• _DIRECTIONS_
Only the stretch below from the line holding "Would you mind annotating the dirt" through the line holding "Tag each instance of the small" should be restated, word for word and with both ends included; pictures stay out.

• _Collected data_
■ ■ ■

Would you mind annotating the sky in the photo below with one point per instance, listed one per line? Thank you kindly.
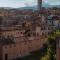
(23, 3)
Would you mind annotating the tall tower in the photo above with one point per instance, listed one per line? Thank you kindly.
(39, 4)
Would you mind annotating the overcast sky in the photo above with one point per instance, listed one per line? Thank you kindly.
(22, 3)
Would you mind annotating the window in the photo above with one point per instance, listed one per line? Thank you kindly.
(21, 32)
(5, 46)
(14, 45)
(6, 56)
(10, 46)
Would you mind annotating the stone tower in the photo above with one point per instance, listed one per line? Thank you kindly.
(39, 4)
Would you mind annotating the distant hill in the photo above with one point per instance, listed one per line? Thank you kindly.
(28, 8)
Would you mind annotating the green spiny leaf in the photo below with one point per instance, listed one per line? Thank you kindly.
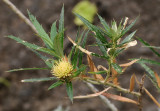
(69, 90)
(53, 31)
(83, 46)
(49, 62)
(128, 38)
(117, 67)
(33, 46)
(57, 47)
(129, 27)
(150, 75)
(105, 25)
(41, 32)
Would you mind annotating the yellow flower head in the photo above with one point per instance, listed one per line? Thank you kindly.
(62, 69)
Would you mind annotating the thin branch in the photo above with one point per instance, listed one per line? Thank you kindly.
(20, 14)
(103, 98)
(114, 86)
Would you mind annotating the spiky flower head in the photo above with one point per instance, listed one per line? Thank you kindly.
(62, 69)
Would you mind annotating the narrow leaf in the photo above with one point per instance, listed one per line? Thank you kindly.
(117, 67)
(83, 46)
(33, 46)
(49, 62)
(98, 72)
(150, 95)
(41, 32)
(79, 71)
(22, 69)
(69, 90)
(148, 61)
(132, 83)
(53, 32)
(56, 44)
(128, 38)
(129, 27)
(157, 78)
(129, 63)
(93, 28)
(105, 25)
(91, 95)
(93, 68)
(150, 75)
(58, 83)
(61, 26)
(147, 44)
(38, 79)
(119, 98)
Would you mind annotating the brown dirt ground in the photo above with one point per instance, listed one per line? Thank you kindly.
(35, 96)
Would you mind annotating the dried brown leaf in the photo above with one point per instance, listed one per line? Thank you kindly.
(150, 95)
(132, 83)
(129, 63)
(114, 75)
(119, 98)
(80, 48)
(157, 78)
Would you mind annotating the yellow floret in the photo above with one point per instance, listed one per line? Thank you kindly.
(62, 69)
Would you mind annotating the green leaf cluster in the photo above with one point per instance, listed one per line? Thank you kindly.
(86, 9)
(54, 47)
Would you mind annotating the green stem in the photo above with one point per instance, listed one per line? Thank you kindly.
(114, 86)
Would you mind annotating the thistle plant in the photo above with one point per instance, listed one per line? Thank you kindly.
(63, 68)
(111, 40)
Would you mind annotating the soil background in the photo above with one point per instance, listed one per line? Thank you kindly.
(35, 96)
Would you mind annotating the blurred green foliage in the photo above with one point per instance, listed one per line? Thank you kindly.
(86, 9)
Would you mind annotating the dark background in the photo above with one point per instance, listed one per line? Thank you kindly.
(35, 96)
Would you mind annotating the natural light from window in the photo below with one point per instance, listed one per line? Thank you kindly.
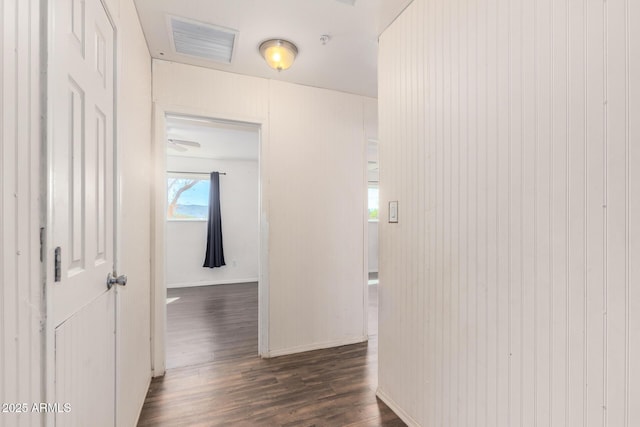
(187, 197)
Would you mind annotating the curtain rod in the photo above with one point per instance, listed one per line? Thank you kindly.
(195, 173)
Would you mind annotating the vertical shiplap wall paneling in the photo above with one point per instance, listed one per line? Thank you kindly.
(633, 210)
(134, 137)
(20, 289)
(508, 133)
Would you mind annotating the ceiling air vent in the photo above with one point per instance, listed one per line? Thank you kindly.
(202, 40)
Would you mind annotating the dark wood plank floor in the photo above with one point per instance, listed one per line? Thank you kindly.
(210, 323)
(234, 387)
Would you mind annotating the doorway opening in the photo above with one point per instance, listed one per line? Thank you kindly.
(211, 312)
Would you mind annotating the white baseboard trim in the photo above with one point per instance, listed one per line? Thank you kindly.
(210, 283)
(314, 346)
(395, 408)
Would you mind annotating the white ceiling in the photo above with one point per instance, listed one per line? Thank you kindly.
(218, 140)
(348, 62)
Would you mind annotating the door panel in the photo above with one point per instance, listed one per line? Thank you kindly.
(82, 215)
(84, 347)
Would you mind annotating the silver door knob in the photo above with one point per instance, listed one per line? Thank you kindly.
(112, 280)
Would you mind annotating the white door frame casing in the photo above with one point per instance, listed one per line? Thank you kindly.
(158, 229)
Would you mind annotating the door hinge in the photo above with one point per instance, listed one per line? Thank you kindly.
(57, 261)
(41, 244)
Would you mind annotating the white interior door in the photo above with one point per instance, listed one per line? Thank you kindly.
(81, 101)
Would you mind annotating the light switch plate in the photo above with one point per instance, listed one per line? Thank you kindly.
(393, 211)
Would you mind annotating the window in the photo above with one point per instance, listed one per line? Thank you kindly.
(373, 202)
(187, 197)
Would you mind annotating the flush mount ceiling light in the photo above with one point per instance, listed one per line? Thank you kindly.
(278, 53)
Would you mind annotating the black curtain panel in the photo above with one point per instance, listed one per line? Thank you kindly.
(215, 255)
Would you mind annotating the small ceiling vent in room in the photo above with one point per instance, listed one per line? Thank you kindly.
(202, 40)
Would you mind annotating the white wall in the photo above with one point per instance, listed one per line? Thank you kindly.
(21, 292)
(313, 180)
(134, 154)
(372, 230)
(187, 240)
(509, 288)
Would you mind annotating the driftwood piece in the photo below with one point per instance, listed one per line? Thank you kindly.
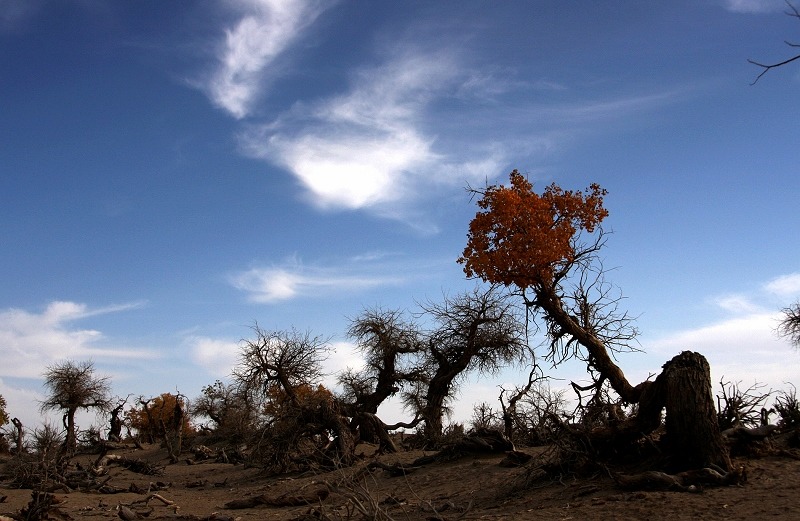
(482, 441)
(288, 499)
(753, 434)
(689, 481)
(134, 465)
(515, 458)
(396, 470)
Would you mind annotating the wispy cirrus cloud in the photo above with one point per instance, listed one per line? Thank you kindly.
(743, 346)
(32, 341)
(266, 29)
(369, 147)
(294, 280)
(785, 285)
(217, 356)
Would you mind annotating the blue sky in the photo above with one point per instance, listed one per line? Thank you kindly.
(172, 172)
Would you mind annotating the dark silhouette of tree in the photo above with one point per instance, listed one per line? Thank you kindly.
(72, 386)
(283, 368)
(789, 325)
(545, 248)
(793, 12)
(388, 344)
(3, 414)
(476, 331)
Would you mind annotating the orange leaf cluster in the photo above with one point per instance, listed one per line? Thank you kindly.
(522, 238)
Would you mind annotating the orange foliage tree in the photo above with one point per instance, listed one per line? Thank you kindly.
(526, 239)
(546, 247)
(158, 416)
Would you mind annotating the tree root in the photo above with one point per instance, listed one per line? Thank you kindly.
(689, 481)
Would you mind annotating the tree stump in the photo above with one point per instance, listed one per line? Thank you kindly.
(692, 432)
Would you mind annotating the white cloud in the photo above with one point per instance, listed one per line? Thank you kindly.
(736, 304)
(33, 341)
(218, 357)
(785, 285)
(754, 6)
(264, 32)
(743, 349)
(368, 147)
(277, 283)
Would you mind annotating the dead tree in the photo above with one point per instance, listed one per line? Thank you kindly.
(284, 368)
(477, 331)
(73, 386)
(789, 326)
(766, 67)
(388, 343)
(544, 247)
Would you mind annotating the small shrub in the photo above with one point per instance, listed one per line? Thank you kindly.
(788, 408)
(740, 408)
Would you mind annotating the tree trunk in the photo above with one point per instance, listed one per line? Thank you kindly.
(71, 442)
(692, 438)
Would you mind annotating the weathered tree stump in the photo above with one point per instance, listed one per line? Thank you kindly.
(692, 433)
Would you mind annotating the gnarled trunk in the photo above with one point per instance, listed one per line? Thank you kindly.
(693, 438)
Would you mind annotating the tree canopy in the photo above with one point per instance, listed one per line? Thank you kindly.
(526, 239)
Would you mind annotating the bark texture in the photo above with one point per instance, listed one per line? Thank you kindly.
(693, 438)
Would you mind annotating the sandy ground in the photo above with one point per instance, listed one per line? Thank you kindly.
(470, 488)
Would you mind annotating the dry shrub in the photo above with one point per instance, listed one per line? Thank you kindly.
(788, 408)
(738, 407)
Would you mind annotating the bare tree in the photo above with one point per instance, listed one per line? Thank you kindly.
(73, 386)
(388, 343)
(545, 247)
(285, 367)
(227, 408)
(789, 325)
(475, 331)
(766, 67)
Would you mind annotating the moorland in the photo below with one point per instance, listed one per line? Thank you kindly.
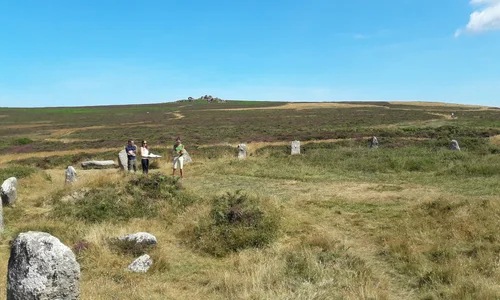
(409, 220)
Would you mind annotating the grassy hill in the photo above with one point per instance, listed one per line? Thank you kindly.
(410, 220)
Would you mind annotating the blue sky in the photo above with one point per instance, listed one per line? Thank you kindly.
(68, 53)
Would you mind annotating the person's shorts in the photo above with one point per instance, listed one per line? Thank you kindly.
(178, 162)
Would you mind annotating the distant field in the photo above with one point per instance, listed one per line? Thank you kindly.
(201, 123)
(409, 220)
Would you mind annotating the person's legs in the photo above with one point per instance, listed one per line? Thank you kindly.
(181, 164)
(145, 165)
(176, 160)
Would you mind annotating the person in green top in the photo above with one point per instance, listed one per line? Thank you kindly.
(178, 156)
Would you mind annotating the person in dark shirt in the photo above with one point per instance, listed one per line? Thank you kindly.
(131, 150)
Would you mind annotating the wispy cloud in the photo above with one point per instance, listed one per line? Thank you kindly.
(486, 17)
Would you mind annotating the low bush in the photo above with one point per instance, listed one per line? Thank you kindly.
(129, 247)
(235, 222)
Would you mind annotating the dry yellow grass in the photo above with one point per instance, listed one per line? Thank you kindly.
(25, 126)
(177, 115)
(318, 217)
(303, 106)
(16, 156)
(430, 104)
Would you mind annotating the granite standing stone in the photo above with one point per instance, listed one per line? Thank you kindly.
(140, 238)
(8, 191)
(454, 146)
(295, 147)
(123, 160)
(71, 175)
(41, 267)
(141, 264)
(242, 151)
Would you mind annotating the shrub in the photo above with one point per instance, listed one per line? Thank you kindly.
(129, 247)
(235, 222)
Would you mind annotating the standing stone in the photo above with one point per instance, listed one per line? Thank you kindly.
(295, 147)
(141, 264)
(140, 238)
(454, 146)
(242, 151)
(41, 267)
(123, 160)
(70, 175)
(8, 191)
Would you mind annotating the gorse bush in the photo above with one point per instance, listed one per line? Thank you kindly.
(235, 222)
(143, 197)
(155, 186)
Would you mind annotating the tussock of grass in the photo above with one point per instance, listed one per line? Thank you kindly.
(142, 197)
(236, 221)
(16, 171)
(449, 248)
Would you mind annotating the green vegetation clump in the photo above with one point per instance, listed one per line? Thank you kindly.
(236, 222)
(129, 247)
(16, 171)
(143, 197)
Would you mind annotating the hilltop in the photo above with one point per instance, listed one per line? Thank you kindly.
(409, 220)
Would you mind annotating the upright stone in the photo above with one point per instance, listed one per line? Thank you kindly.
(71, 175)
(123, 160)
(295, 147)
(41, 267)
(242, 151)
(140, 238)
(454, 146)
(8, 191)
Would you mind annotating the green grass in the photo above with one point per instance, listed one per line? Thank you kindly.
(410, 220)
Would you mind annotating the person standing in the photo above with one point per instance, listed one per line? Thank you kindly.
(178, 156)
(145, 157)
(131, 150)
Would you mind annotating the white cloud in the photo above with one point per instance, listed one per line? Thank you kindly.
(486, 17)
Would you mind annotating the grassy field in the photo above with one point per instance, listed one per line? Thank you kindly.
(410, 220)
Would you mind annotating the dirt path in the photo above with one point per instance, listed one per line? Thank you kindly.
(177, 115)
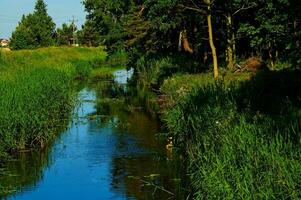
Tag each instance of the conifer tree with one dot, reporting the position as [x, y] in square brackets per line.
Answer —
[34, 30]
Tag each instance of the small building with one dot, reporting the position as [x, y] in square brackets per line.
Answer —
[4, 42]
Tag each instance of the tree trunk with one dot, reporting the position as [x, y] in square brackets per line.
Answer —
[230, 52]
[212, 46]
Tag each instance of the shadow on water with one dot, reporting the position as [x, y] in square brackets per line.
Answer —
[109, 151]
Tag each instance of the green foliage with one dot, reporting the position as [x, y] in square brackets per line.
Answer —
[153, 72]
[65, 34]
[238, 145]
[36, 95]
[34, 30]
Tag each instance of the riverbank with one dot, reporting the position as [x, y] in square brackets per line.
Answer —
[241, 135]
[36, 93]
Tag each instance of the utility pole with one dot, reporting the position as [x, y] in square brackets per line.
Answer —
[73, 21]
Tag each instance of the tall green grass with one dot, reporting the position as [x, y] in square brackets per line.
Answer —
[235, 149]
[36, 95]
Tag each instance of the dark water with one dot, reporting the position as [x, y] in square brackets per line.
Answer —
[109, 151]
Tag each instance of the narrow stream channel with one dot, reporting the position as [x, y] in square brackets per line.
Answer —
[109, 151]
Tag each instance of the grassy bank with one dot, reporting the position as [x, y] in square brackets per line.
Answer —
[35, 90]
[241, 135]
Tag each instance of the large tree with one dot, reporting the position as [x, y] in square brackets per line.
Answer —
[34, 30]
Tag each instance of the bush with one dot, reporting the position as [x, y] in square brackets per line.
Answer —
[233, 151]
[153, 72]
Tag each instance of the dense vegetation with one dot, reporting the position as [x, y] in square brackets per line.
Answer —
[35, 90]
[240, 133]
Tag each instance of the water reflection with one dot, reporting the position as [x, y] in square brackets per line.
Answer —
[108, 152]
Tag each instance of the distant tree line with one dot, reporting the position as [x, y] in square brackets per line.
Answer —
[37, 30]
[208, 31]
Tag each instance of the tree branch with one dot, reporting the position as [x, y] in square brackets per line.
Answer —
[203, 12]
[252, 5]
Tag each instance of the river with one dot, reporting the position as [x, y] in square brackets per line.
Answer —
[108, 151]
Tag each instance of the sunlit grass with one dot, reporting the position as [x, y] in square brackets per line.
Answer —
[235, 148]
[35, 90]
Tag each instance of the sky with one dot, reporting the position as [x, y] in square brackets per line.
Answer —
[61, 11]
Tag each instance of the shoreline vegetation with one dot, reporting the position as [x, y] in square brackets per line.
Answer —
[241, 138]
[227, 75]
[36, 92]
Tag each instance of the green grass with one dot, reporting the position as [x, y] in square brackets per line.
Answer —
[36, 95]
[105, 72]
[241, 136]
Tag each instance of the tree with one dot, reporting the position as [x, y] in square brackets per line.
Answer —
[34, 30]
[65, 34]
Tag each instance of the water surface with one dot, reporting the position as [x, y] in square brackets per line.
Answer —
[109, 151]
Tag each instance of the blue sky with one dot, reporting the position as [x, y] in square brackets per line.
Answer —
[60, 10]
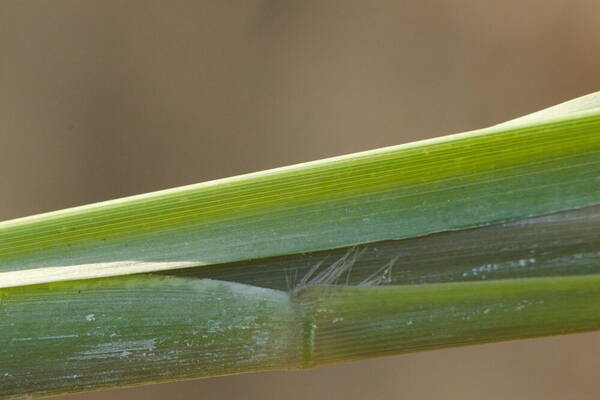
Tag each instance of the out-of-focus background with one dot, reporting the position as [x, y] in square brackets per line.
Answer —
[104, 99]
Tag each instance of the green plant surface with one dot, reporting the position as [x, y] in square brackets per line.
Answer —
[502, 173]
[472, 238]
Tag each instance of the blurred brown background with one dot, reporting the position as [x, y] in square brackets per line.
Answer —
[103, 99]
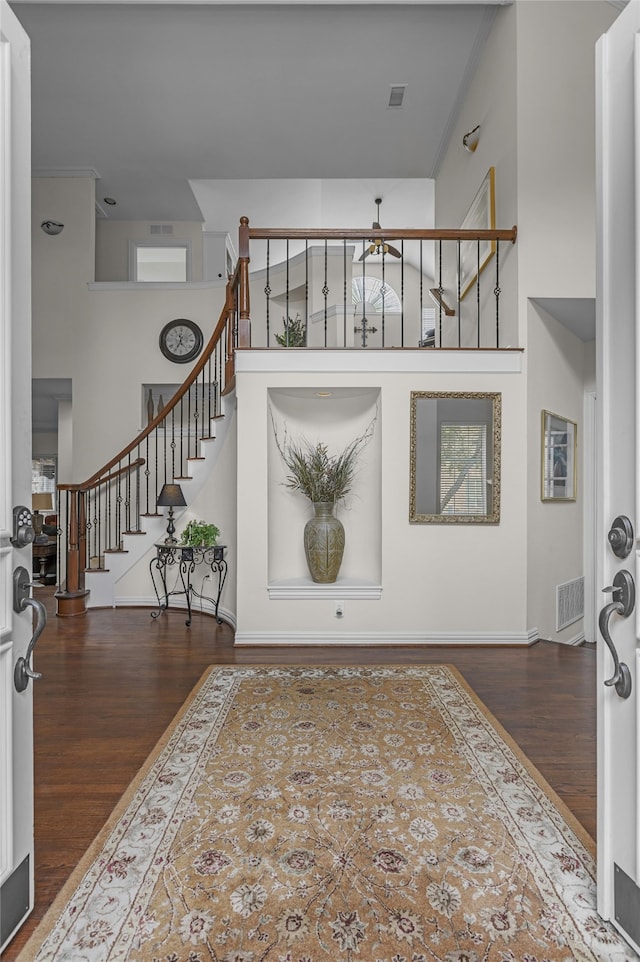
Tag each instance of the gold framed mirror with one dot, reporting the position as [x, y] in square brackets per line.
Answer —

■ ■ ■

• _TASK RESULT_
Would you mind annotating the dirt path in the photo above with one point per instance, listed one per line? Thank you kindly.
(177, 115)
Tag each instance of the conifer tree with one dot, reporting the position as [x, y] in square brackets per line.
Answer —
[34, 30]
Tag each instance of the small building with one dot, reporting the position as [x, y] in square brackets per line.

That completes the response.